BEGIN DATASET RECORDS

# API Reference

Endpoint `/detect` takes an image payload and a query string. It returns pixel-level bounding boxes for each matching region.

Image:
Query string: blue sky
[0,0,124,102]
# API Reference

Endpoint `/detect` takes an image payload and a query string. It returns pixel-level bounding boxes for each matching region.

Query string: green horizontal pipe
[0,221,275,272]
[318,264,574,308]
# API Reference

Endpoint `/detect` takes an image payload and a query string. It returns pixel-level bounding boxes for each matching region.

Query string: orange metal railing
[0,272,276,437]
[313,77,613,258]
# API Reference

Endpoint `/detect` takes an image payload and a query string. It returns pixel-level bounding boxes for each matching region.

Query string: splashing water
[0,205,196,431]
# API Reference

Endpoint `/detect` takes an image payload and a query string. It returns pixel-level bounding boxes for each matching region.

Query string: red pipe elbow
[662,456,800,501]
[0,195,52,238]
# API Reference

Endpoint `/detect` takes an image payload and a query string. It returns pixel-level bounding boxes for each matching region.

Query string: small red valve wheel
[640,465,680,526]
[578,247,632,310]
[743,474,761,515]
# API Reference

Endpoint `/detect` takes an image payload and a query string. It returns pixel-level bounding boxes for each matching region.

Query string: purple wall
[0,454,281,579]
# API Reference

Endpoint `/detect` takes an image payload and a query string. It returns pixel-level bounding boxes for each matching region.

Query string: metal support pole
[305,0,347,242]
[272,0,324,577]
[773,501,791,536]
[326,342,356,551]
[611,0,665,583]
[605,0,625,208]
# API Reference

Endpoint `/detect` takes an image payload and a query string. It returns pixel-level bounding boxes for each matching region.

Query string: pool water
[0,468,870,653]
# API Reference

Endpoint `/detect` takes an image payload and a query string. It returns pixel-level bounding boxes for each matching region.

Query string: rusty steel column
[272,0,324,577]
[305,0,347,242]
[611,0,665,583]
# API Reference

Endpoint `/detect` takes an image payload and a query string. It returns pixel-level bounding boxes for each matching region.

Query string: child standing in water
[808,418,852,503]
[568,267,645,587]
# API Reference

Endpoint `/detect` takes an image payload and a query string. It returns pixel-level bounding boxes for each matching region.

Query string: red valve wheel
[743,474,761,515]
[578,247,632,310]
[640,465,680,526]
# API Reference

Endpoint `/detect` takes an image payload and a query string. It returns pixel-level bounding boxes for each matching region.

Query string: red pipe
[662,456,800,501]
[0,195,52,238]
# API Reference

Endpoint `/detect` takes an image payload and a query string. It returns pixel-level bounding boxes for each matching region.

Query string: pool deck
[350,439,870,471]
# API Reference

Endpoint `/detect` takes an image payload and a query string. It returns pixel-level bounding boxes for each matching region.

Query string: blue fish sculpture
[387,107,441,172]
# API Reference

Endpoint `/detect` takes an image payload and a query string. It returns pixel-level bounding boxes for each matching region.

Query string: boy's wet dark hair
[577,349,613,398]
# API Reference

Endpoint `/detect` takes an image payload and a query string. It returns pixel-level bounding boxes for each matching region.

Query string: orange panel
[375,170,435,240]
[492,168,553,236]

END DATASET RECORDS

» PROBLEM DESCRIPTION: Copy out everything from the beginning of the data down to and including the line that contains "[318,264,574,308]". Reproduce each line word for word.

» WRITTEN RESPONSE:
# API Reference

Endpoint `/detect` takes an image payload and a query string. It returns pixel-level bounding boxes for each matching region.

Image:
Query string: blue sky
[0,0,124,102]
# API Reference

Endpoint `/detect` takes an image payload and a query string. It returns pixel-level bounding boxes for each matching region.

Query string: green horizontal pipe
[0,221,275,272]
[318,264,574,308]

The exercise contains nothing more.